(Rows from a pointing dataset)
▼▼▼

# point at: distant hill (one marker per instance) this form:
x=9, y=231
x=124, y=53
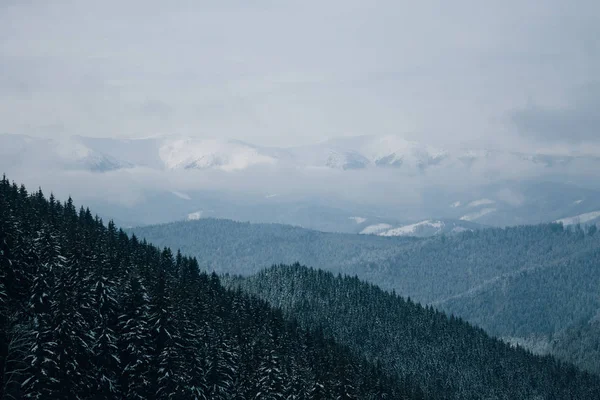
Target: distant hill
x=89, y=313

▲▲▲

Rewrite the material with every "distant hill" changed to "mountain peak" and everything else kept the same, omitting the pictures.

# point at: mountain peak (one marker per instance) this form:
x=9, y=231
x=124, y=53
Target: mountain peak
x=89, y=313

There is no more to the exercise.